TASK STATEMENT: Return every record below exactly as given, images excluded.

AVAILABLE DATA:
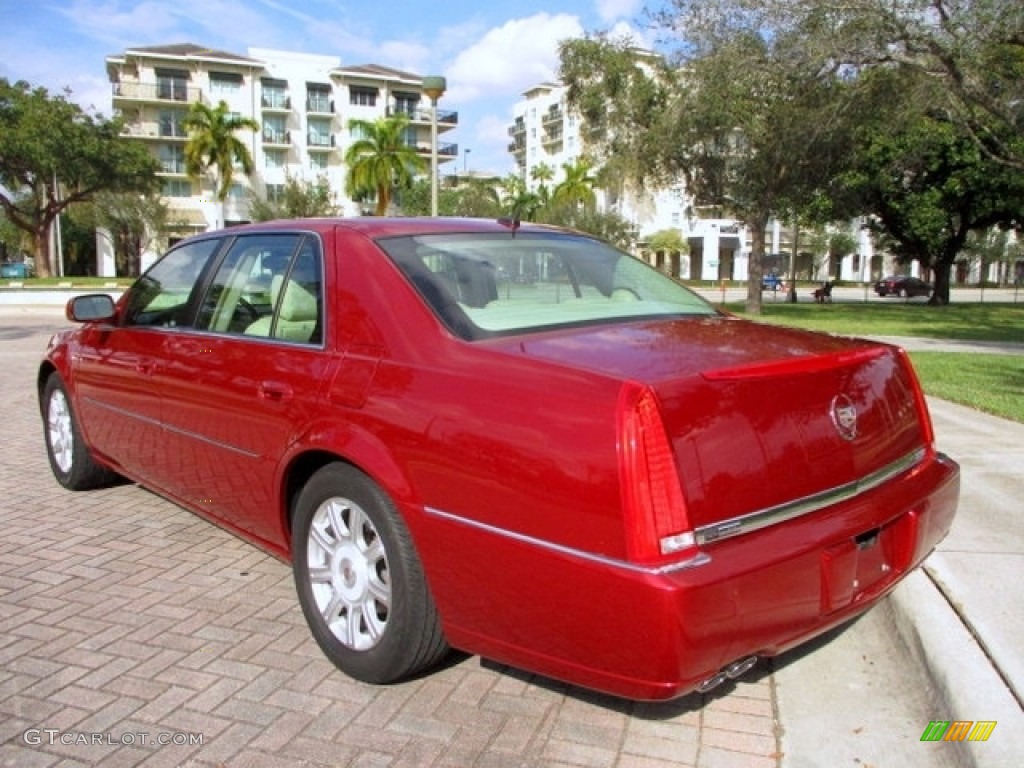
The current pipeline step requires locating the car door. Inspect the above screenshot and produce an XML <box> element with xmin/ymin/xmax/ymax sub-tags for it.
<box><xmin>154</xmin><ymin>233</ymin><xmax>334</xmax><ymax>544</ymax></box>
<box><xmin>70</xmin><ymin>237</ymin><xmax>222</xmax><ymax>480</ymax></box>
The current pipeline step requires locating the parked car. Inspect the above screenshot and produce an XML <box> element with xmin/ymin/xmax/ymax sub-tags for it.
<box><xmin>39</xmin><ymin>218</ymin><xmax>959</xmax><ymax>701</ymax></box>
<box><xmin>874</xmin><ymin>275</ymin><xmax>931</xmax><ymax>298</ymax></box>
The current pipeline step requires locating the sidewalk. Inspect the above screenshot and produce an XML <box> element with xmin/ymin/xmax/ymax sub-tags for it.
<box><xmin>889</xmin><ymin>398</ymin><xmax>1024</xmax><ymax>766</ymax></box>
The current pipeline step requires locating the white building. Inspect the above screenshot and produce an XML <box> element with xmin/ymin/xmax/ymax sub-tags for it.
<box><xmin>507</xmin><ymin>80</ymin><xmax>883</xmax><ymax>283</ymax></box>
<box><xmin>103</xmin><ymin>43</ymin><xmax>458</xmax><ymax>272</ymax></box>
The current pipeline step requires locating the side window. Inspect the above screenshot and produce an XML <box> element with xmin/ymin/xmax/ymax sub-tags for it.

TASK OUTPUT:
The current pipeline step requires locating the car door. Inspect the above screenshot and produce an XML <box> element with xmin/ymin/xmax/ymax sub-tags for it.
<box><xmin>154</xmin><ymin>233</ymin><xmax>334</xmax><ymax>544</ymax></box>
<box><xmin>70</xmin><ymin>237</ymin><xmax>222</xmax><ymax>480</ymax></box>
The current pipeline step requires locating the parked car. Inspect the above screenshot and produce an XML <box> element with xmin/ymin/xmax/ymax sub-tags for it.
<box><xmin>39</xmin><ymin>218</ymin><xmax>959</xmax><ymax>701</ymax></box>
<box><xmin>874</xmin><ymin>275</ymin><xmax>931</xmax><ymax>298</ymax></box>
The current pipeline step requires locating the sidewalk. Inspect the above screenshot and produce an XML <box> element with xmin/ymin/xmax/ymax sub-tags for it.
<box><xmin>889</xmin><ymin>398</ymin><xmax>1024</xmax><ymax>766</ymax></box>
The current pipeline step requires locating the white building. Inspect the above screenshot and produce an XML <box> element with xmin/ymin/xmax/ymax sub-tags for it.
<box><xmin>507</xmin><ymin>80</ymin><xmax>883</xmax><ymax>283</ymax></box>
<box><xmin>103</xmin><ymin>43</ymin><xmax>458</xmax><ymax>272</ymax></box>
The current pipeline step requires locating the side window. Inspect the above screenshot and produce an XML <box> element with xmin/ymin/xmax/ymax sub-tags for it.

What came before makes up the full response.